Exercise: Repeat the entries in full. Each line must match exactly.

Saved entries
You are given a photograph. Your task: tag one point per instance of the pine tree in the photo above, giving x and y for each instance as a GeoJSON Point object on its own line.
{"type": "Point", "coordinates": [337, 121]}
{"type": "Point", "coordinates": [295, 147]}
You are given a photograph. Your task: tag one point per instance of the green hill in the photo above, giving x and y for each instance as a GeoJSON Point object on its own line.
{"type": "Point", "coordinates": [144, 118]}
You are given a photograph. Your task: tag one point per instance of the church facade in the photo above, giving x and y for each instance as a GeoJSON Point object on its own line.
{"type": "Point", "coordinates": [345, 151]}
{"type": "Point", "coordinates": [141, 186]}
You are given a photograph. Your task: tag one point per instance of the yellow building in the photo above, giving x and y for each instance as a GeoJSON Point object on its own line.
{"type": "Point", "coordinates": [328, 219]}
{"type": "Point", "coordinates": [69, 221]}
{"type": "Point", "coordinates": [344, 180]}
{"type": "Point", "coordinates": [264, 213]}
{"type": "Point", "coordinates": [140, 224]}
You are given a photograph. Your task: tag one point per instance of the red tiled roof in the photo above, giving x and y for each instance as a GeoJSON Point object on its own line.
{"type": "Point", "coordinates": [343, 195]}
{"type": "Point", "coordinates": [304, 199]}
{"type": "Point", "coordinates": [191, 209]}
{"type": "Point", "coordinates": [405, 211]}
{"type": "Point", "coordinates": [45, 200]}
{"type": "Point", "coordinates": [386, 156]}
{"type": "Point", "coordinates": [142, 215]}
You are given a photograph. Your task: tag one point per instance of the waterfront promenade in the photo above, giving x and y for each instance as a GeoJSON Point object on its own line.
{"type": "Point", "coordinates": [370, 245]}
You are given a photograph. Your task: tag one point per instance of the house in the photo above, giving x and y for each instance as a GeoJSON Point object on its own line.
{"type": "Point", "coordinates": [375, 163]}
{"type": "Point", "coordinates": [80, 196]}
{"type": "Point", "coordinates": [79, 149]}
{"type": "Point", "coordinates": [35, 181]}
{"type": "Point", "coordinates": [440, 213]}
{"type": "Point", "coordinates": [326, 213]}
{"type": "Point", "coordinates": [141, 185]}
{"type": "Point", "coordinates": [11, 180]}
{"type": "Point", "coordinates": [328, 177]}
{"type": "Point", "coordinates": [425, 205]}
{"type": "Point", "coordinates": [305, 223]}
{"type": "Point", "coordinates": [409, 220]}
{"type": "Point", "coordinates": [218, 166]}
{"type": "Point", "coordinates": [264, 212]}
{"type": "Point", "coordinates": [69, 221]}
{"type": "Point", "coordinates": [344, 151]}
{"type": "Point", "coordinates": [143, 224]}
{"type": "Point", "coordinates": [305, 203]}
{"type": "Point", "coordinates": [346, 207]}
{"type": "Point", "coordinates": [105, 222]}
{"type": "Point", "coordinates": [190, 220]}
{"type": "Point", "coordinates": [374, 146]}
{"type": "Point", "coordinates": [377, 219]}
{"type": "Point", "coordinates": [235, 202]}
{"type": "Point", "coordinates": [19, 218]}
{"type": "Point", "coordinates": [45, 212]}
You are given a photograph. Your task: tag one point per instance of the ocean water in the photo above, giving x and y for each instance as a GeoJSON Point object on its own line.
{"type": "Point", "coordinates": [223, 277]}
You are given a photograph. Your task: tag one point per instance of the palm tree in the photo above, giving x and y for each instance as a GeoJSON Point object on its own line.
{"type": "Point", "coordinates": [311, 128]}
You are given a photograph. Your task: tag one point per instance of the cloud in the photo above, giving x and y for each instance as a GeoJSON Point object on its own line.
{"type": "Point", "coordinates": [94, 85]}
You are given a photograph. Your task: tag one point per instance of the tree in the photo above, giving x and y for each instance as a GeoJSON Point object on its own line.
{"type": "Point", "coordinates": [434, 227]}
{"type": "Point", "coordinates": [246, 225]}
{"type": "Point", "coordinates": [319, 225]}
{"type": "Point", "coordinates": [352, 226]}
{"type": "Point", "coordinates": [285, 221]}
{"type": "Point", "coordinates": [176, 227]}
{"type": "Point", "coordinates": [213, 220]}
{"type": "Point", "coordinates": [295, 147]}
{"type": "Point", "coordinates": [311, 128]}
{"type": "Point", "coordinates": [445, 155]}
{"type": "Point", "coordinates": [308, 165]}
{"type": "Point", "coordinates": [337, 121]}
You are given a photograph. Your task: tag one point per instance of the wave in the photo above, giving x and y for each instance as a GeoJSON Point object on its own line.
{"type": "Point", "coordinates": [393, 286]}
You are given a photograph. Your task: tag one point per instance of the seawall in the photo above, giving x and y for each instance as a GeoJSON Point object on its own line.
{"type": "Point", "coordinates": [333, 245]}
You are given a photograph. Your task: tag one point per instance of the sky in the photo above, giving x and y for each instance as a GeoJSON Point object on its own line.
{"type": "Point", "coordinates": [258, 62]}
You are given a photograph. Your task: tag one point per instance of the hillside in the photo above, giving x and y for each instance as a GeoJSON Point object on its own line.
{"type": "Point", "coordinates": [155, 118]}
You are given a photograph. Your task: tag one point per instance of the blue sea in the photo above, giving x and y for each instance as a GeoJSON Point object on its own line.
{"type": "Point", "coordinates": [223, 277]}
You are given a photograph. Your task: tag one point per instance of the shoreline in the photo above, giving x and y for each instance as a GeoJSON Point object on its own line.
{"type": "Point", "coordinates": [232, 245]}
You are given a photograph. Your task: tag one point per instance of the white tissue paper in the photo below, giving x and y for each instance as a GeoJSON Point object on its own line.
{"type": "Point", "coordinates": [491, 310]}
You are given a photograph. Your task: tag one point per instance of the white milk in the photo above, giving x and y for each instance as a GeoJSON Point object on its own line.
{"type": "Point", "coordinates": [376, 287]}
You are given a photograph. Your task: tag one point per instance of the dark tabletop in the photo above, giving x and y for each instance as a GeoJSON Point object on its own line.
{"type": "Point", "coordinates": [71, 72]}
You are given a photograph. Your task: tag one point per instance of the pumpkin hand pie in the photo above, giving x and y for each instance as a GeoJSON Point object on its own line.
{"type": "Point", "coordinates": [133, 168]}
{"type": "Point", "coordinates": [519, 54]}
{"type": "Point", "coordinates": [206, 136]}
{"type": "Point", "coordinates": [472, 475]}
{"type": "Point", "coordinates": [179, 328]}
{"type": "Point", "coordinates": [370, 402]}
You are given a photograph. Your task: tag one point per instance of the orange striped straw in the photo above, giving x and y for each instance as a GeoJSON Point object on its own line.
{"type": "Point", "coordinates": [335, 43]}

Worked solution:
You are given a photograph. Your task: tag one point per instance of the pine tree in the photo above, giving x and y for each instance as a GeoJSON Point object on its own line.
{"type": "Point", "coordinates": [337, 121]}
{"type": "Point", "coordinates": [295, 147]}
You are given a photograph. Your task: tag one point per instance of the green hill in the photo above, giving x and y for each instance as a GeoJSON Point object on its own line.
{"type": "Point", "coordinates": [144, 118]}
You are given a photograph. Your task: tag one point per instance of the church facade in the photo above, giving x and y for each instance as a GeoJSON Point object on its own line.
{"type": "Point", "coordinates": [345, 151]}
{"type": "Point", "coordinates": [141, 186]}
You are given a photograph. Your task: tag one point per instance of the yellow building in the photo above, giving x and y for each instance as a GeoJSON Point object on its own line.
{"type": "Point", "coordinates": [328, 219]}
{"type": "Point", "coordinates": [69, 221]}
{"type": "Point", "coordinates": [344, 180]}
{"type": "Point", "coordinates": [264, 213]}
{"type": "Point", "coordinates": [140, 224]}
You are given a photograph. Your task: tag one point per instance of the red tiled roof in the photo above, giving x and y for each instance as a GeoJSON Point object on its own line.
{"type": "Point", "coordinates": [343, 195]}
{"type": "Point", "coordinates": [304, 199]}
{"type": "Point", "coordinates": [191, 209]}
{"type": "Point", "coordinates": [405, 211]}
{"type": "Point", "coordinates": [45, 200]}
{"type": "Point", "coordinates": [386, 156]}
{"type": "Point", "coordinates": [142, 215]}
You are given a photograph. Your task: tag one point per instance of the waterfront promenade in the photo above, giving x and y for each instance as a GeoJSON Point object on its own line.
{"type": "Point", "coordinates": [370, 245]}
You are given a photograph. Your task: tag one point per instance of the house in the photo above, giving x and y for each instance as a GeoJSON Point object on its own line.
{"type": "Point", "coordinates": [375, 163]}
{"type": "Point", "coordinates": [80, 196]}
{"type": "Point", "coordinates": [79, 149]}
{"type": "Point", "coordinates": [35, 181]}
{"type": "Point", "coordinates": [440, 213]}
{"type": "Point", "coordinates": [326, 213]}
{"type": "Point", "coordinates": [141, 185]}
{"type": "Point", "coordinates": [11, 180]}
{"type": "Point", "coordinates": [328, 177]}
{"type": "Point", "coordinates": [425, 205]}
{"type": "Point", "coordinates": [305, 223]}
{"type": "Point", "coordinates": [409, 220]}
{"type": "Point", "coordinates": [218, 166]}
{"type": "Point", "coordinates": [264, 212]}
{"type": "Point", "coordinates": [69, 221]}
{"type": "Point", "coordinates": [344, 151]}
{"type": "Point", "coordinates": [143, 224]}
{"type": "Point", "coordinates": [305, 203]}
{"type": "Point", "coordinates": [346, 207]}
{"type": "Point", "coordinates": [105, 222]}
{"type": "Point", "coordinates": [190, 220]}
{"type": "Point", "coordinates": [374, 146]}
{"type": "Point", "coordinates": [377, 219]}
{"type": "Point", "coordinates": [235, 202]}
{"type": "Point", "coordinates": [19, 218]}
{"type": "Point", "coordinates": [45, 212]}
You are given a photograph. Your task: tag one point per instance of the ocean water in the photo above, giving x and y for each instance as a GeoJSON Point object on its own line.
{"type": "Point", "coordinates": [223, 277]}
You are given a photograph. Your task: tag one point per instance of the palm tree in the photo above, giving x and y for each instance as a GeoJSON Point object on its own line.
{"type": "Point", "coordinates": [311, 128]}
You are given a photograph. Your task: tag one point per instance of the cloud in the photo above, giving x and y for each instance as a GeoJSON Point object on its own line.
{"type": "Point", "coordinates": [94, 85]}
You are given a photograph. Your task: tag one point per instance of the tree in the photo above, giving x and y for each instance as a GeoJSON Point object on its own line.
{"type": "Point", "coordinates": [434, 227]}
{"type": "Point", "coordinates": [246, 225]}
{"type": "Point", "coordinates": [319, 225]}
{"type": "Point", "coordinates": [352, 226]}
{"type": "Point", "coordinates": [285, 221]}
{"type": "Point", "coordinates": [176, 227]}
{"type": "Point", "coordinates": [213, 220]}
{"type": "Point", "coordinates": [295, 147]}
{"type": "Point", "coordinates": [311, 128]}
{"type": "Point", "coordinates": [445, 155]}
{"type": "Point", "coordinates": [308, 165]}
{"type": "Point", "coordinates": [337, 121]}
You are given a photograph. Your task: tag one point per instance of the wave in the photo above, giving x and y for each instance as a GeoJSON Point object on its own line.
{"type": "Point", "coordinates": [393, 286]}
You are given a photograph. Your task: tag one point per instance of the seawall in the photo above, giving x and y for each instance as a GeoJSON Point object on its own line.
{"type": "Point", "coordinates": [333, 245]}
You are given a photograph. Your task: tag one point per instance of the sky in the photo above, giving x and y for each instance as a GeoJSON Point object on its own line.
{"type": "Point", "coordinates": [258, 62]}
You are given a photograph. Your task: tag one point per instance of the hillside in the photo above, giving x and y for each instance as a GeoJSON Point object on its own line.
{"type": "Point", "coordinates": [155, 118]}
You are given a photograph. Your task: tag one point per instance of the blue sea in the photo above, giving x and y for each instance as a GeoJSON Point object on its own line.
{"type": "Point", "coordinates": [223, 277]}
You are given a photograph. Your task: tag one point per instance of the shoreline in the photo above, giving x and y for each instance as a GeoJSON Point object on its own line.
{"type": "Point", "coordinates": [232, 245]}
You are given a photograph. Your task: tag one point per instance of the white tissue paper in the photo below, giving x and y for each instance as a GeoJSON Point object on its own line.
{"type": "Point", "coordinates": [491, 310]}
You are given a photograph. Your task: tag one point per instance of the white milk in the photo above, giving x and y for each instance as a GeoJSON Point object on its own line.
{"type": "Point", "coordinates": [376, 287]}
You are given a photograph. Your task: tag one point per instance of the dark tabletop in the photo above, giving x and y for each instance as a GeoJSON Point object on its own line.
{"type": "Point", "coordinates": [71, 72]}
You are given a photograph. Your task: tag one point per instance of the pumpkin hand pie in the photo above, giving x and y for each instance as a GeoJSON Point object on its own line.
{"type": "Point", "coordinates": [133, 168]}
{"type": "Point", "coordinates": [519, 54]}
{"type": "Point", "coordinates": [206, 136]}
{"type": "Point", "coordinates": [472, 475]}
{"type": "Point", "coordinates": [179, 328]}
{"type": "Point", "coordinates": [370, 402]}
You are given a photograph. Your task: tag one point per instance of the orange striped straw in the photo above, giving x and y for each instance as a GeoJSON Point object on its own line.
{"type": "Point", "coordinates": [335, 43]}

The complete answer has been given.